Entries from a pointing dataset:

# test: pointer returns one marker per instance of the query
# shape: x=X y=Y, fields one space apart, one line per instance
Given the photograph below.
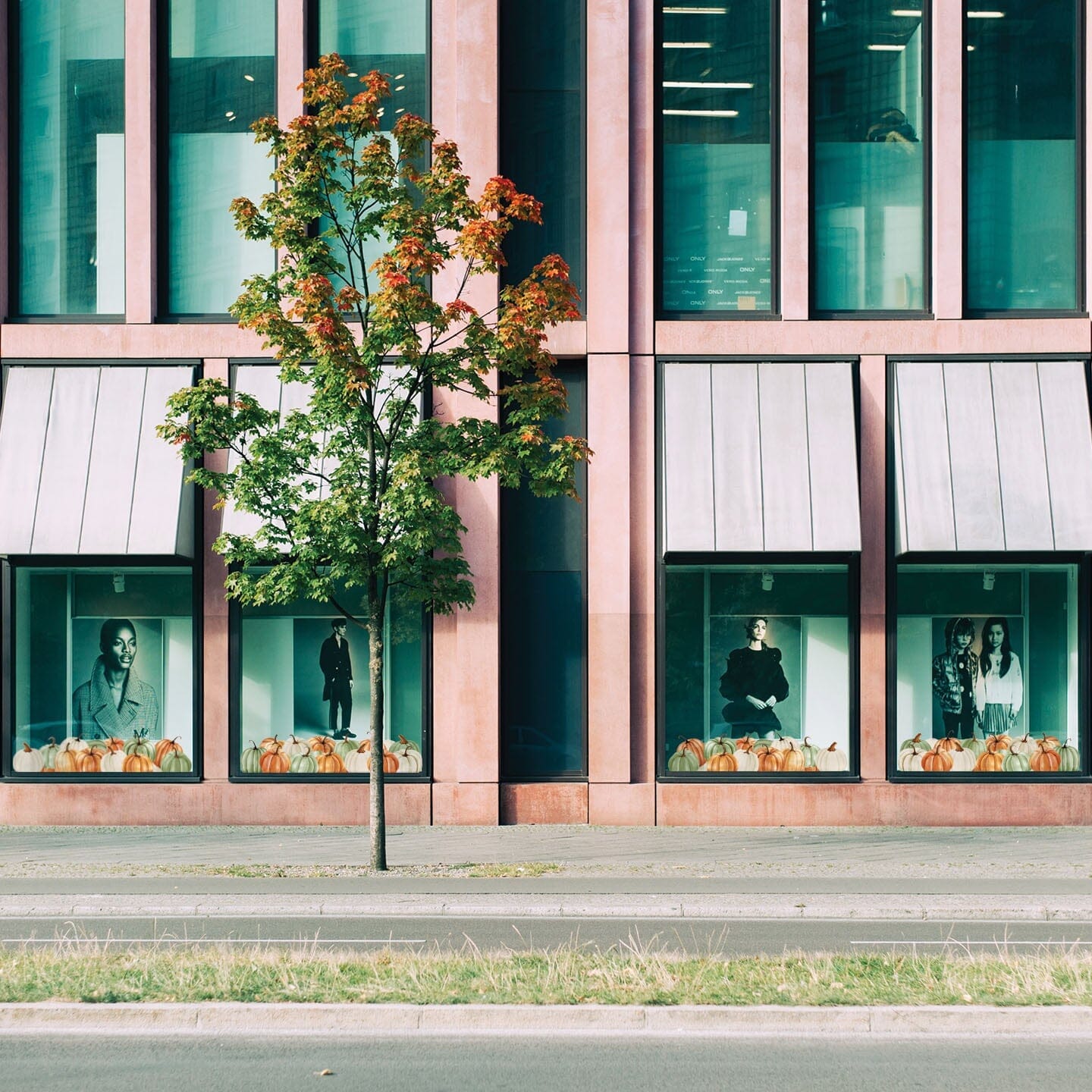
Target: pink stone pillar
x=874 y=516
x=290 y=58
x=466 y=650
x=947 y=138
x=794 y=158
x=606 y=293
x=214 y=657
x=141 y=156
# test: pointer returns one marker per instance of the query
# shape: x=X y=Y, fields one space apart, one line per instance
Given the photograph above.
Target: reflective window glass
x=868 y=132
x=1020 y=83
x=70 y=178
x=221 y=77
x=987 y=670
x=757 y=670
x=717 y=184
x=104 y=670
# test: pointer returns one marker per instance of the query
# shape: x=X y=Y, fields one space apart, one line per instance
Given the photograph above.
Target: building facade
x=831 y=565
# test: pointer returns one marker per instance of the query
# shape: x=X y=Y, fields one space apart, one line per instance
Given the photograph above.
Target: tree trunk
x=376 y=802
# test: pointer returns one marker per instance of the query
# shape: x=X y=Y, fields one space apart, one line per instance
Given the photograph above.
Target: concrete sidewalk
x=1009 y=874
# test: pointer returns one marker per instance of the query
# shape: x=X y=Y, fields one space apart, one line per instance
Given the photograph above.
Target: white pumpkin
x=27 y=760
x=115 y=762
x=910 y=760
x=831 y=760
x=746 y=761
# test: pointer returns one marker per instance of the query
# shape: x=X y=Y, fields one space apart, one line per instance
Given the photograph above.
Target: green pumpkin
x=251 y=760
x=682 y=761
x=720 y=745
x=140 y=746
x=1070 y=759
x=176 y=762
x=304 y=764
x=1015 y=764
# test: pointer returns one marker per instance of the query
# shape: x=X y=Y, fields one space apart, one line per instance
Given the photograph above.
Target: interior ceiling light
x=714 y=86
x=704 y=114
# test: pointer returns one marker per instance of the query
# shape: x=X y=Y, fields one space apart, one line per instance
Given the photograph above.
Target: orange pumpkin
x=275 y=760
x=91 y=760
x=990 y=760
x=769 y=760
x=722 y=764
x=1045 y=760
x=164 y=747
x=936 y=761
x=331 y=764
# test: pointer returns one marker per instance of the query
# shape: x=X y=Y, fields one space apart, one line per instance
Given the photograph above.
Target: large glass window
x=757 y=670
x=1021 y=91
x=304 y=690
x=868 y=154
x=221 y=77
x=987 y=670
x=103 y=667
x=541 y=129
x=717 y=208
x=70 y=177
x=543 y=610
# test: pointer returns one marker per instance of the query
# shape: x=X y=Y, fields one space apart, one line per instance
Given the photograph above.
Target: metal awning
x=759 y=458
x=992 y=457
x=81 y=468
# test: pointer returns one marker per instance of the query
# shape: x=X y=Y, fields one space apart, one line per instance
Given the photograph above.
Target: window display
x=103 y=670
x=987 y=670
x=766 y=692
x=304 y=692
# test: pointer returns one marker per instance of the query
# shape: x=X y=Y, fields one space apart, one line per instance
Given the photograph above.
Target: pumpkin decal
x=27 y=760
x=831 y=760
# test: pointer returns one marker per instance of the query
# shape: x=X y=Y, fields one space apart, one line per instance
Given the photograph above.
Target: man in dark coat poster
x=337 y=672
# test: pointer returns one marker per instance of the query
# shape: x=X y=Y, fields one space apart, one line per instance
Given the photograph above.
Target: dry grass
x=633 y=975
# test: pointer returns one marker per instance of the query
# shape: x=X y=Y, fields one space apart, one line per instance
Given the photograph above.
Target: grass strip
x=569 y=977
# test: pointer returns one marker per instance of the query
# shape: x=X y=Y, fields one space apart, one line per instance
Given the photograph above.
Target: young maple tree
x=345 y=488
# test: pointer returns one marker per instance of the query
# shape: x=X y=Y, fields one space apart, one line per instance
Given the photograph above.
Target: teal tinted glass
x=543 y=645
x=868 y=131
x=70 y=181
x=717 y=184
x=221 y=77
x=541 y=129
x=1020 y=80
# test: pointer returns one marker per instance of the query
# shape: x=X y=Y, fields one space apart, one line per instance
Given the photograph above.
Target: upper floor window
x=717 y=185
x=868 y=153
x=69 y=163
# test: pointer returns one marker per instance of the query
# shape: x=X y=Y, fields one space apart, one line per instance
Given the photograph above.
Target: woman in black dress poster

▶ _Instruction_: Retype every line of the records above word for word, but leave out the pictures.

▶ _Answer for this exercise_:
# test: pointer returns one marker per instance of the query
# shape: x=X y=Y, fields one space apart, one line per instance
Given the photograph below.
Target: pink stone pillar
x=874 y=516
x=290 y=58
x=466 y=650
x=947 y=138
x=794 y=158
x=606 y=293
x=214 y=657
x=141 y=156
# test: pointer returns one marker per instance of the query
# shape: x=X y=Y, fields one space apart, one line per instance
Given the photograph above.
Target: reflective window glass
x=868 y=132
x=1020 y=83
x=70 y=178
x=221 y=77
x=987 y=670
x=757 y=670
x=717 y=184
x=104 y=670
# test: pointer returns one marker per instance of the query
# shape: x=X y=Y, fields one space apart, one line per instance
Given the photograph above.
Target: building facade
x=831 y=565
# test: pointer returns one marker per instance of the query
# shape: x=X y=Y, fields one space apart, one line per instance
Given the photograph above.
Target: tree trunk
x=376 y=802
# test: pointer returns one marker per instance of the query
# shape: x=X y=Y, fields one space apart, one line per instance
Given the photograph above.
Target: concrete sidewalk
x=1009 y=874
# test: pointer returns one marker per instance of the query
# shape: x=X y=Y, fields one space apart, one line per instance
Given the photograph above.
Target: white pumpkin
x=27 y=760
x=115 y=762
x=910 y=760
x=831 y=760
x=746 y=761
# test: pointer returns one marker per instance of the query
# shape: x=X y=Y, fields one space apart, one line per instance
Given the photograph above.
Target: green pumpkin
x=251 y=760
x=682 y=761
x=720 y=745
x=140 y=746
x=1070 y=759
x=176 y=762
x=304 y=764
x=1015 y=764
# test: pointer returns one marker per instance of the query
# shape: x=X y=Y, fields one space apart, one line per instance
Given the photograph above.
Target: interior ceiling light
x=714 y=86
x=704 y=114
# test: pointer returns one marker per instance of the query
# shape: x=X y=Y, fields one space apart, one line per instance
Given the photograph above.
Target: orange pumpkin
x=275 y=760
x=91 y=760
x=990 y=760
x=769 y=760
x=722 y=764
x=1045 y=760
x=164 y=747
x=936 y=761
x=331 y=764
# test: pointer returns one marker per instance of the query
# shape: x=X y=Y, fields one space apart, one line per instance
Given the photograph above.
Target: large glass window
x=757 y=670
x=1021 y=91
x=304 y=690
x=868 y=154
x=221 y=77
x=987 y=670
x=103 y=667
x=541 y=129
x=717 y=208
x=70 y=177
x=543 y=610
# test: pointer returns one marker per instance of the query
# shape: x=X y=Y, fields one space apart, one line per instance
Given the photograph above.
Target: metal awning
x=759 y=458
x=992 y=457
x=81 y=468
# test: pointer returns one marker per instance of the query
# shape: x=X y=Y, fields one space apart, one line per instance
Given the photograph above.
Target: window display
x=103 y=670
x=987 y=670
x=766 y=692
x=304 y=692
# test: pointer returns one marker per instance of the query
# shape: x=X y=Y, fields one space apart, one line per instance
Given the photograph above.
Target: pumpkin decal
x=27 y=760
x=831 y=760
# test: pointer returns one marker per instance of the query
# shape: x=X y=Y, fields one space apart, one line per instance
Given the photograph above.
Target: man in dark coat poster
x=337 y=672
# test: pointer returns one marker per instance of the query
# shape: x=X y=Y, fields one space apart, one line per instance
Given the photograph above.
Target: dry grass
x=633 y=975
# test: pointer returns one marker per instance of the query
# shape: x=X y=Y, fields one space apart, one line per instance
Given the photograph above.
Target: grass strip
x=569 y=977
# test: pointer returns one marker per instance of the query
# shape: x=X y=Y, fields one space apart, one line per instance
Given the photograph above.
Target: young maple tree
x=345 y=488
# test: pointer returns one marker per instance of the query
# shape: x=X y=Y, fields one space apart, one line per instance
Given the photograph above.
Target: teal tinted glass
x=543 y=645
x=868 y=131
x=70 y=181
x=717 y=184
x=221 y=77
x=541 y=129
x=1020 y=80
# test: pointer returns one marker per instance of the query
# shape: x=X y=Y, fields one space apart, one line per instance
Given the photograph above.
Target: upper floor window
x=717 y=185
x=868 y=153
x=69 y=163
# test: pointer returns one marker per instance of the query
# shape: x=X y=Y, fields one space apart, one line per instance
Given the photograph above.
Target: woman in black dress poster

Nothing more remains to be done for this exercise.